# Information provided:
Start of Block

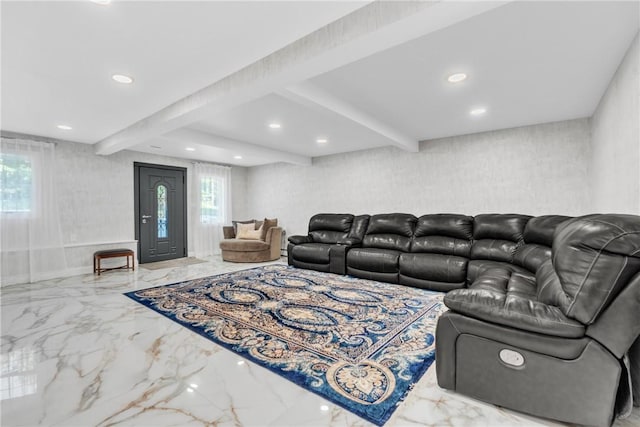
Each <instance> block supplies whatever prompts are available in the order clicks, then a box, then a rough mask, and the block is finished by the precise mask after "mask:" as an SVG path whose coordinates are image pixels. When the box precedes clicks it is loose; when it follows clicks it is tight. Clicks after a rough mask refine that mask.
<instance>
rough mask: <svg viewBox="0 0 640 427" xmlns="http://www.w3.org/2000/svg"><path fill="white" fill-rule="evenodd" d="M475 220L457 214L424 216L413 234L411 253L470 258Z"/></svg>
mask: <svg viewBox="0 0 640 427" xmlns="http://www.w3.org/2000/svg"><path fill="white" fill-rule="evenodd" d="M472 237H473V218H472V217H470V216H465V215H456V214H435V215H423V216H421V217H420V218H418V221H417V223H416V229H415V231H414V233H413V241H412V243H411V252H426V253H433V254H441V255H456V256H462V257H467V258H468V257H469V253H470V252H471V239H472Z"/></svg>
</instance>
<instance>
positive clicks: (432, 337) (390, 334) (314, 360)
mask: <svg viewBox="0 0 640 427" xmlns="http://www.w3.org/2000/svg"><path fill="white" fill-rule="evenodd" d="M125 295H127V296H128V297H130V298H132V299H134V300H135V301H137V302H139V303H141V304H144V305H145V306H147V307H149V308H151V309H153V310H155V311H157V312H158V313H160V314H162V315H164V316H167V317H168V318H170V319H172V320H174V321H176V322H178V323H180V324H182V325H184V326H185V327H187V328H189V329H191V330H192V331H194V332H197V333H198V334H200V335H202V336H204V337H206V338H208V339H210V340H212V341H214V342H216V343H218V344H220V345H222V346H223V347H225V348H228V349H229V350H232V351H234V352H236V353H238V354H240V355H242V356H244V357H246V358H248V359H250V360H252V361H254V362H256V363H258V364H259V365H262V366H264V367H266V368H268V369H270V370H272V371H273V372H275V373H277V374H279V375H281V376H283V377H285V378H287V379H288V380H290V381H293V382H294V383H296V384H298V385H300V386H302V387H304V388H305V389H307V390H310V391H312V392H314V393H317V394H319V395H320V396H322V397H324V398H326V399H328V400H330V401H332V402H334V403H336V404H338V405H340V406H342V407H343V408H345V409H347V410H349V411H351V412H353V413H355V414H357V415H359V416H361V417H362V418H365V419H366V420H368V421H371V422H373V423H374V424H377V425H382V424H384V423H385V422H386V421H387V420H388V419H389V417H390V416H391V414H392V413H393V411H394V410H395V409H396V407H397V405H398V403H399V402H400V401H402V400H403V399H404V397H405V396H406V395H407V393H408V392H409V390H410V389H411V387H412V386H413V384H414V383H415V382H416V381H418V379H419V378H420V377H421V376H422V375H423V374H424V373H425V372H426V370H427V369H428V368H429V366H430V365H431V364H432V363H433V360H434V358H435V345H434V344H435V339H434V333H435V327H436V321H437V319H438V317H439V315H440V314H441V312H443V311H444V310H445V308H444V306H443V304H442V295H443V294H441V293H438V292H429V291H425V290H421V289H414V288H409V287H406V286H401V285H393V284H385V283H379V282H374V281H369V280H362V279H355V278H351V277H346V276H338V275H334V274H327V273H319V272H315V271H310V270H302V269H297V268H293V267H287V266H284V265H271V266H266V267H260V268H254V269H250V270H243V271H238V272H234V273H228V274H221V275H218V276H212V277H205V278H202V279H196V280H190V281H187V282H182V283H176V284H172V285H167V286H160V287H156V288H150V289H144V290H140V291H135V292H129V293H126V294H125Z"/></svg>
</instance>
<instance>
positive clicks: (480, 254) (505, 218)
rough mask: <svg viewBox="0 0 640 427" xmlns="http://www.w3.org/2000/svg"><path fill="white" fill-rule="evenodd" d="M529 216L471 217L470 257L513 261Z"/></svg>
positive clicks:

End of Block

# Work to be completed:
Exactly reproduce the entries above, minus the pictures.

# Task solution:
Each <instance> block supplies whatever prompts are available in the order clicks, then a box, then a rough mask, and the block is finished by the precise mask after "mask:" as an SVG path whose coordinates are image pixels. When the box precedes clicks it is loose; when it follows clicks it is tight. Clicks after a rough mask refine that mask.
<instance>
rough mask: <svg viewBox="0 0 640 427" xmlns="http://www.w3.org/2000/svg"><path fill="white" fill-rule="evenodd" d="M475 220L457 214L424 216L413 234L411 253L470 258Z"/></svg>
mask: <svg viewBox="0 0 640 427" xmlns="http://www.w3.org/2000/svg"><path fill="white" fill-rule="evenodd" d="M472 237H473V218H472V217H470V216H465V215H456V214H435V215H423V216H421V217H420V218H418V221H417V223H416V229H415V231H414V233H413V241H412V243H411V252H426V253H433V254H441V255H456V256H462V257H467V258H468V257H469V253H470V252H471V239H472Z"/></svg>
</instance>
<instance>
positive clicks: (432, 337) (390, 334) (314, 360)
mask: <svg viewBox="0 0 640 427" xmlns="http://www.w3.org/2000/svg"><path fill="white" fill-rule="evenodd" d="M125 295H127V296H128V297H130V298H132V299H134V300H135V301H137V302H139V303H141V304H144V305H145V306H147V307H149V308H151V309H153V310H155V311H157V312H158V313H160V314H162V315H164V316H167V317H168V318H170V319H172V320H174V321H176V322H178V323H180V324H182V325H184V326H185V327H187V328H189V329H191V330H192V331H194V332H197V333H198V334H200V335H202V336H204V337H206V338H208V339H210V340H212V341H214V342H216V343H218V344H220V345H222V346H223V347H225V348H228V349H229V350H232V351H234V352H236V353H238V354H240V355H242V356H244V357H246V358H248V359H250V360H252V361H254V362H256V363H258V364H259V365H262V366H264V367H266V368H268V369H270V370H272V371H273V372H275V373H277V374H279V375H281V376H283V377H285V378H287V379H288V380H290V381H293V382H294V383H296V384H298V385H300V386H302V387H304V388H305V389H307V390H310V391H312V392H314V393H317V394H319V395H320V396H322V397H324V398H326V399H328V400H330V401H332V402H334V403H336V404H338V405H340V406H342V407H343V408H345V409H347V410H349V411H351V412H353V413H355V414H357V415H359V416H361V417H362V418H365V419H366V420H368V421H371V422H373V423H374V424H377V425H382V424H384V423H385V422H386V421H387V420H388V419H389V417H390V416H391V414H392V413H393V411H394V410H395V409H396V407H397V405H398V403H399V402H400V401H402V400H403V399H404V397H405V396H406V395H407V393H408V392H409V390H410V389H411V387H412V386H413V384H414V383H415V382H416V381H418V379H419V378H420V377H421V376H422V375H423V374H424V373H425V372H426V370H427V369H428V368H429V366H430V365H431V364H432V363H433V360H434V358H435V345H434V344H435V339H434V333H435V327H436V321H437V319H438V317H439V315H440V314H441V312H443V311H444V310H445V308H444V306H443V304H442V295H443V294H441V293H438V292H429V291H425V290H421V289H414V288H409V287H406V286H401V285H393V284H385V283H379V282H374V281H369V280H362V279H355V278H351V277H346V276H338V275H334V274H327V273H319V272H315V271H310V270H302V269H297V268H293V267H287V266H284V265H271V266H266V267H260V268H254V269H250V270H243V271H238V272H234V273H228V274H221V275H218V276H212V277H205V278H202V279H196V280H190V281H187V282H182V283H176V284H172V285H167V286H160V287H156V288H150V289H144V290H140V291H135V292H129V293H126V294H125Z"/></svg>
</instance>
<instance>
positive clicks: (480, 254) (505, 218)
rough mask: <svg viewBox="0 0 640 427" xmlns="http://www.w3.org/2000/svg"><path fill="white" fill-rule="evenodd" d="M529 216L471 217L470 257L513 261Z"/></svg>
positive clicks:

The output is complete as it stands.